***** SUPPLIED TEXT *****

This guy Paulson is really something. He steps into the job in June 2006 and 4 or 5 weeks later he’s off to visit his buddies (ie, Friends & Family) on the NYSE and CBOT trading floors in July. What I had thought was the start of the 2006+ Bear market (starting May 10-06) then turned out to be Paulson’s Pride.
I mean look at this chart and tell me Paulson didn’t light the fuse.
In ten months, the DJIA is up +26 pct. Unfortunately, the broad market was not materially under-valued in June-July 2006, and there has been no fundamental or economic reason for the market capitalization to have risen a full quarter of its value from all-time in just ten months.
So let’s call a spade a spade: this equity market is being driven by money that is being printed at a rate four times faster than the economy is growing in the US and well over twice as fast as the global number when you add in the most rapidly growing economies. That has led to a massive transfer of wealth out of North America and Western Europe and into the developing world, which in turn has led to inflation, speculation and corporate take-overs. At the end of the day, the global exchange rates are not stable, the global economy is not balanced, and the most threatening issues that Michael Panzner has outlined, at least in the US, are not being addressed – these being Debt, The Retirement System, Govt Guarantees, and Derivatives.
Our elected leadership are too busy empire building and not taking care of business at home. They are too involved in helping Friends & Family get theirs, which is not why the People elected them. This picture will not end nicely. I fear there will be increasing social, international trade and military conflict.
The persons responsible today will not be treated kindly in history by our future generations who will have to pick up the pieces.
Sector 15 (basic materials: IYM, XLB, IGE and VAW)
The Basic Materials ETF (XLB) gained +1.16 pct on Friday, but still lost -0.12 pct W/W to close at 40.25, which was only a wooden nickel.

*****

GIVEN TASK
In the market commentary, by how much is the DJIA said to have risen in ten months?

***** DATASET CONTENT *****

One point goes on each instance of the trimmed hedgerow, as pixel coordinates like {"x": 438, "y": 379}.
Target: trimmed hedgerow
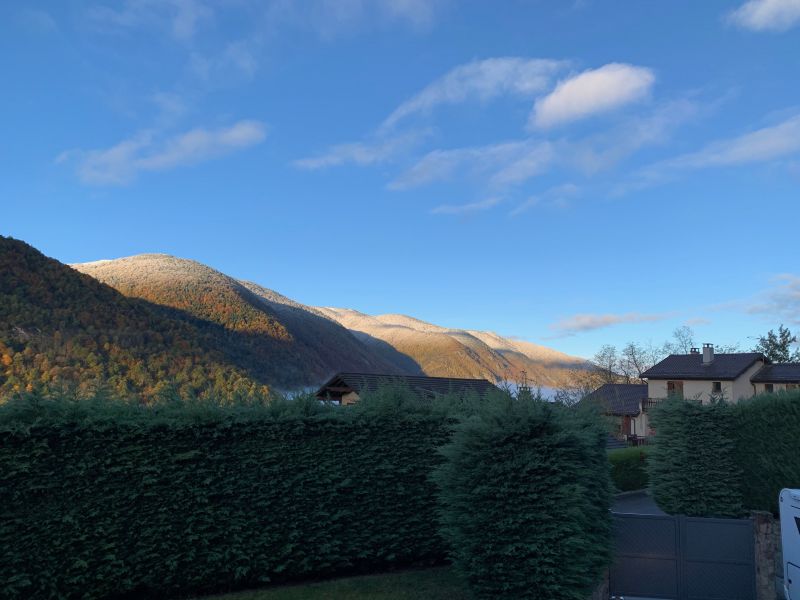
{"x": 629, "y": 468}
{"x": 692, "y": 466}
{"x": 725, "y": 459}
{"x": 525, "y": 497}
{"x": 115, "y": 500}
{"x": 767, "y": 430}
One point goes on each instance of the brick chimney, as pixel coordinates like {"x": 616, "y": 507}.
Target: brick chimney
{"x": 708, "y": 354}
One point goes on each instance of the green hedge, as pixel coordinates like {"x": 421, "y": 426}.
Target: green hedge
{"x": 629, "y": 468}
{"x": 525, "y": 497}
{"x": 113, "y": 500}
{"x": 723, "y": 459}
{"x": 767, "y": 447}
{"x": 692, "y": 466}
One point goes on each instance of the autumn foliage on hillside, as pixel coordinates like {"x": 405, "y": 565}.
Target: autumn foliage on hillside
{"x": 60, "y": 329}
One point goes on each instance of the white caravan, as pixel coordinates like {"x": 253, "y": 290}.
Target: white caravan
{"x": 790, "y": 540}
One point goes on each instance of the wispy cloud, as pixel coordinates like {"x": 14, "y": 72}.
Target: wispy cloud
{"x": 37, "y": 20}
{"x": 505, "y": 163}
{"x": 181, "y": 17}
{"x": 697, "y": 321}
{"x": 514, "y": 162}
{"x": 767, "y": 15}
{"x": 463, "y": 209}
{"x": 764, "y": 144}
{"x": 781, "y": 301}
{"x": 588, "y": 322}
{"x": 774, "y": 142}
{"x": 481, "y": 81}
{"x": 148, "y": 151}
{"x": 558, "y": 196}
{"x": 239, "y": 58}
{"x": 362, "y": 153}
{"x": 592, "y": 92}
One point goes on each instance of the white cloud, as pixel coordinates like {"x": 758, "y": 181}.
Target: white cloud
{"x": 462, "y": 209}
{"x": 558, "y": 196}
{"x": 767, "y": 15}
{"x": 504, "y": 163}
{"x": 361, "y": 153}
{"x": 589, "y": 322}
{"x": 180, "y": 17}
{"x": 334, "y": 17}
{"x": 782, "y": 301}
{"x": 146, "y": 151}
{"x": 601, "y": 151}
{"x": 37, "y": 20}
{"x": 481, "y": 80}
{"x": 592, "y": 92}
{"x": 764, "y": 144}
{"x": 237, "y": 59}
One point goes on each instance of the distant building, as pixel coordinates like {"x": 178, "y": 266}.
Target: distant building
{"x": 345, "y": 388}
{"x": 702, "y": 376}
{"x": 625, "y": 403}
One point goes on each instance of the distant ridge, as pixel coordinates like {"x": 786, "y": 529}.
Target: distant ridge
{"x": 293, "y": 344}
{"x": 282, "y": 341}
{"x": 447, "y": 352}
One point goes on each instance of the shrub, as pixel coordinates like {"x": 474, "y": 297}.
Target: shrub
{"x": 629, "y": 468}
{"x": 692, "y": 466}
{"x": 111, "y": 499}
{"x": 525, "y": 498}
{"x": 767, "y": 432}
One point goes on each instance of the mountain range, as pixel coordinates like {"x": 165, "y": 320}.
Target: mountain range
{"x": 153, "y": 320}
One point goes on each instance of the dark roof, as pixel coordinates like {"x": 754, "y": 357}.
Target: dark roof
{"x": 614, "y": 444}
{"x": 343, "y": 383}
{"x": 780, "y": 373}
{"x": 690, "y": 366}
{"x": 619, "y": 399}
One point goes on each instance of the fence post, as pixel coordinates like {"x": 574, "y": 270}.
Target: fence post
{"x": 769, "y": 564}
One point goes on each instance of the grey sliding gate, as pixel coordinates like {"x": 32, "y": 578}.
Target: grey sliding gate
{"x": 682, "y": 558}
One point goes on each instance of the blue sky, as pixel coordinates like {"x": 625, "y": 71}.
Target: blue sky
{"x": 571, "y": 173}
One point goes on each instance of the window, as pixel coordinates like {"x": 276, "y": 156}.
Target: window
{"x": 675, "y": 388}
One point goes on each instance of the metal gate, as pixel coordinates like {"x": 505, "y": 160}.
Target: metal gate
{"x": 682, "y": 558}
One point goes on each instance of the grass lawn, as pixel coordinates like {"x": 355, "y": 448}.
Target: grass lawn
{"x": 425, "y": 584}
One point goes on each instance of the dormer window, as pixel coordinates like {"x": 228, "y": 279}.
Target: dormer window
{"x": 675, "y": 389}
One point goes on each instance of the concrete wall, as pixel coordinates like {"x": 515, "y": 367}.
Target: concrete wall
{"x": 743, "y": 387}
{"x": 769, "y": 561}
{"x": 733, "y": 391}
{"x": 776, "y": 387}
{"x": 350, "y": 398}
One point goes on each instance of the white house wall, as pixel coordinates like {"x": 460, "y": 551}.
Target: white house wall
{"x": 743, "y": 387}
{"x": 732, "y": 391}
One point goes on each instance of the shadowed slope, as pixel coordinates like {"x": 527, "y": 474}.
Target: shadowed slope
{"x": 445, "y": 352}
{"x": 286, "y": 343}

*****

SOLUTION TO THE EXERCISE
26 percent.